● **Description of the task**
The records below hold a stretch from the line with "pixel 280 287" through the line with "pixel 84 157"; return exactly those lines, ends included, and nothing more.

● **Recorded information**

BEGIN

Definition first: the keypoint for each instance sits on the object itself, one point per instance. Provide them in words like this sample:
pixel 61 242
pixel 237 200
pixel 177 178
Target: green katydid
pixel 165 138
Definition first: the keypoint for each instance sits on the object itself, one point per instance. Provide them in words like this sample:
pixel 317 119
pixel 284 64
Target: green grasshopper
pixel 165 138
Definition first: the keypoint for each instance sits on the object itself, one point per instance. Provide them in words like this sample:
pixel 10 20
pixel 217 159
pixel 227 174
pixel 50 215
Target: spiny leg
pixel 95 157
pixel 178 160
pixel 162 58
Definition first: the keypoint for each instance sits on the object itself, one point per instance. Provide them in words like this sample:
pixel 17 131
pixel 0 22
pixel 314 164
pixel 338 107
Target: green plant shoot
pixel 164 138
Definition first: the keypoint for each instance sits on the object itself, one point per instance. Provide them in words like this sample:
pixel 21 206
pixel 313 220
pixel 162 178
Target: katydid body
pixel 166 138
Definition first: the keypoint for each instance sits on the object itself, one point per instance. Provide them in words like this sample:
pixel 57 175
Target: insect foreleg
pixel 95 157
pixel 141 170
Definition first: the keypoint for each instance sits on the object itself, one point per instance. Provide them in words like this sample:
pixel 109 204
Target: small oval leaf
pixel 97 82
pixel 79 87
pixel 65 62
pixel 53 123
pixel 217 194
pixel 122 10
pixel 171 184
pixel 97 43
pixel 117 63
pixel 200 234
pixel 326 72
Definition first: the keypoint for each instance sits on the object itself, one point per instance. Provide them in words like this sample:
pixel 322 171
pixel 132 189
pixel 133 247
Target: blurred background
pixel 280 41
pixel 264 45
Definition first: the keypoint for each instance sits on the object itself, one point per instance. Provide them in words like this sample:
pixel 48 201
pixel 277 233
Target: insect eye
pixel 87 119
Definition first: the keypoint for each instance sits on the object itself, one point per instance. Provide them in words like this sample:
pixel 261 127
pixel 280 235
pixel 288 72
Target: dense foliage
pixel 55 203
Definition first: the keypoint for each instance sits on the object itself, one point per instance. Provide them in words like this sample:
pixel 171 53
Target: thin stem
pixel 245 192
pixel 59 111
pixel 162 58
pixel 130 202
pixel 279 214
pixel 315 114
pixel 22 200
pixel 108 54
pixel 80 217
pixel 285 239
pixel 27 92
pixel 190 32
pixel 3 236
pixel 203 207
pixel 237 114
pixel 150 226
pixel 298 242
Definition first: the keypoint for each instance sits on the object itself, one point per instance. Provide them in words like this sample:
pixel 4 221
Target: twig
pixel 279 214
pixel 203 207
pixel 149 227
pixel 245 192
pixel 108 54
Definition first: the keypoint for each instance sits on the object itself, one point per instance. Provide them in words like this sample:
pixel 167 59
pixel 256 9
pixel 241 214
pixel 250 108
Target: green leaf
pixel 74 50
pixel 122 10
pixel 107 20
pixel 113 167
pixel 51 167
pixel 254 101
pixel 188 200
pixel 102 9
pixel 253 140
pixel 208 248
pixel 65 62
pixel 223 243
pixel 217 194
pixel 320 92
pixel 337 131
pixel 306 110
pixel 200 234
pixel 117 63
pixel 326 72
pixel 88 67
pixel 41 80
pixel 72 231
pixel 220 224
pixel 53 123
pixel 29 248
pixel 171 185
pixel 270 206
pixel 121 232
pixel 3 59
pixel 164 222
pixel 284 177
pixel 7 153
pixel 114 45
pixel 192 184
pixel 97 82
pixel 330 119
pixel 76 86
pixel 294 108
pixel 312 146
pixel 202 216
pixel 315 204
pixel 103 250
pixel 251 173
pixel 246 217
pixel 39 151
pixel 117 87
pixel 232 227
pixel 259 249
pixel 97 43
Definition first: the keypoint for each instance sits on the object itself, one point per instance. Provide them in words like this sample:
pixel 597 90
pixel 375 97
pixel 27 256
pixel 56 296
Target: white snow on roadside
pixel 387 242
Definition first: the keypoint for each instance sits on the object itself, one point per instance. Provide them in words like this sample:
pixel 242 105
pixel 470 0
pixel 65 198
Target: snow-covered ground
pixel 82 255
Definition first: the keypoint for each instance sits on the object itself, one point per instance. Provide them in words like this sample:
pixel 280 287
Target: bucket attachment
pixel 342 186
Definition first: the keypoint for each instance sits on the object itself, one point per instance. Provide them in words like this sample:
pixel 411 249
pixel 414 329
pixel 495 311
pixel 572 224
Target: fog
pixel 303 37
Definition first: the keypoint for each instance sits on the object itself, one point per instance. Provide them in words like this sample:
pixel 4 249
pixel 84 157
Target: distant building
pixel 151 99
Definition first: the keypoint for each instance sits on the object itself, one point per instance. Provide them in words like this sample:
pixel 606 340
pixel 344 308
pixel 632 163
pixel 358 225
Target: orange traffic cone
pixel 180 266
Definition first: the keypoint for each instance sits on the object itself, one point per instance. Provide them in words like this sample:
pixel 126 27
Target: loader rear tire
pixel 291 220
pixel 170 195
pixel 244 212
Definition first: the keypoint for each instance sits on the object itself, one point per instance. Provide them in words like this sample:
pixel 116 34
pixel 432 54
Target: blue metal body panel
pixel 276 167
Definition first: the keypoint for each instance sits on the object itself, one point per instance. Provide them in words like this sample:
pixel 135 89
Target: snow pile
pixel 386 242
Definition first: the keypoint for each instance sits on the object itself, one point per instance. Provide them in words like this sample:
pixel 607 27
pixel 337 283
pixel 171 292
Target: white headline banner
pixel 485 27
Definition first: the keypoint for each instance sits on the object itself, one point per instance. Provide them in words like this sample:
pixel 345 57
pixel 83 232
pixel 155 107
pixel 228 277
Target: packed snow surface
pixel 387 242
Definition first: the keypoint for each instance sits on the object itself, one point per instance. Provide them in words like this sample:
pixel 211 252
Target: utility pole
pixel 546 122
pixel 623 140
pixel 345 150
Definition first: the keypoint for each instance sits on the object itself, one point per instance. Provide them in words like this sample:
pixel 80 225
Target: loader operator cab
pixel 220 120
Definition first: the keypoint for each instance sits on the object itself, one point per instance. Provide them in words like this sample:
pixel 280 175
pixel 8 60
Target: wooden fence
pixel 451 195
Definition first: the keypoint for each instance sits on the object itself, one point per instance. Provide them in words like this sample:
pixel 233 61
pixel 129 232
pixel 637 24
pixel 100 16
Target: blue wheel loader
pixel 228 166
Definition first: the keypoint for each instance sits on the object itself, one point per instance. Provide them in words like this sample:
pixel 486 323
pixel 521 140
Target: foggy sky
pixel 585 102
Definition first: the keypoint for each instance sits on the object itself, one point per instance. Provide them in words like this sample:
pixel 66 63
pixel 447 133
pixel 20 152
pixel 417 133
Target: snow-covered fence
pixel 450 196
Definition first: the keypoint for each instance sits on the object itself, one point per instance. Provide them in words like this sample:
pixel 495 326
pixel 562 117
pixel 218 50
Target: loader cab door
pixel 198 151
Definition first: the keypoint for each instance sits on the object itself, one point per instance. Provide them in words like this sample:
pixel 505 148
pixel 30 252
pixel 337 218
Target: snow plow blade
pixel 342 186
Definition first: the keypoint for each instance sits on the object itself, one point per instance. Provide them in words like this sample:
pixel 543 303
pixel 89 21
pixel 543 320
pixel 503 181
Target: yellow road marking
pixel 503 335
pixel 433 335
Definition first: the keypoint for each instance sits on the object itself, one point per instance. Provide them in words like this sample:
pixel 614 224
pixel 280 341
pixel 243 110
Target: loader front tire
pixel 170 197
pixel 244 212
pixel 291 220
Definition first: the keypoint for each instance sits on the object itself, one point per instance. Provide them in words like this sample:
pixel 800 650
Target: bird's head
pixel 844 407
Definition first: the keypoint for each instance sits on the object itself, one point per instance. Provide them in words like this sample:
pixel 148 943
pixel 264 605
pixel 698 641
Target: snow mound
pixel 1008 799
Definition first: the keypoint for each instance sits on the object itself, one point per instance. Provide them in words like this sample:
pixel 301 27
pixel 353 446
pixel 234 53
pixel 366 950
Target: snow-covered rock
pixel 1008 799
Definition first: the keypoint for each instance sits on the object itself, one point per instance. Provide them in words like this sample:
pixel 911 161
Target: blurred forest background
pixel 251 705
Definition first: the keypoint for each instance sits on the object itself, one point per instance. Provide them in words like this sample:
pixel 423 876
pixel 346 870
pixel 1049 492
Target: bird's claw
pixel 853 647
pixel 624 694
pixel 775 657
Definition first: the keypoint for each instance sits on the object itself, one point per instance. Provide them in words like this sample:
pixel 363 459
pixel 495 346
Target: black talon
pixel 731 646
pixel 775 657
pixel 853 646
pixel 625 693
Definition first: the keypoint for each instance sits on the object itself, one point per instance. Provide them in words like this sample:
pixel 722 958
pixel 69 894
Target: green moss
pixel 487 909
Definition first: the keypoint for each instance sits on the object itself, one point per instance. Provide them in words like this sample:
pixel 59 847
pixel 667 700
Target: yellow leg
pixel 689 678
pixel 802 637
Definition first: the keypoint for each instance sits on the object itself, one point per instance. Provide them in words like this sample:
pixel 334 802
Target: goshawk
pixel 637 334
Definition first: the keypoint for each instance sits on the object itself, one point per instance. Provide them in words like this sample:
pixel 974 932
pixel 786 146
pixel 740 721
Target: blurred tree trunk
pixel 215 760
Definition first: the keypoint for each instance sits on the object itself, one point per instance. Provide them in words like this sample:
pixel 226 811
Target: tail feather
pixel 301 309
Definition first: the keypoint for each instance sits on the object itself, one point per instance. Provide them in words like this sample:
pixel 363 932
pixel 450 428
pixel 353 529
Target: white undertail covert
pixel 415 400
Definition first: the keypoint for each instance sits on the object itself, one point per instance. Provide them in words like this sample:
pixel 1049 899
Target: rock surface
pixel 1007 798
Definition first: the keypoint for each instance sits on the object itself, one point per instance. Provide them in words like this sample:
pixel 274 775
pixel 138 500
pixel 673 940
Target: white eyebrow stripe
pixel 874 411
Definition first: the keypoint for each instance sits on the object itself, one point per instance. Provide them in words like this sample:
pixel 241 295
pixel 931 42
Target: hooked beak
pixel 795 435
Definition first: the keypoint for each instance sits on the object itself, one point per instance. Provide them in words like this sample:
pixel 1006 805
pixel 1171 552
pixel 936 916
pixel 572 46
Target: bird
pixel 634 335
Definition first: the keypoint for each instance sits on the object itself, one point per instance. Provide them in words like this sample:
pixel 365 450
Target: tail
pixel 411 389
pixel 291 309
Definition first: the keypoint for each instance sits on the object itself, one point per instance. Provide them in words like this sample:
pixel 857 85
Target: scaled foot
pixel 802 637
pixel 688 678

END

● **Exercise response**
pixel 280 287
Target: bucket attachment
pixel 342 186
Definition first: the keypoint for each instance sits on the object itself, one point per instance. Provide them in words like this sample:
pixel 411 249
pixel 414 329
pixel 495 311
pixel 572 224
Target: fog
pixel 303 37
Definition first: the keypoint for each instance sits on the object itself, one point per instance. Provide them in words like this sample:
pixel 4 249
pixel 84 157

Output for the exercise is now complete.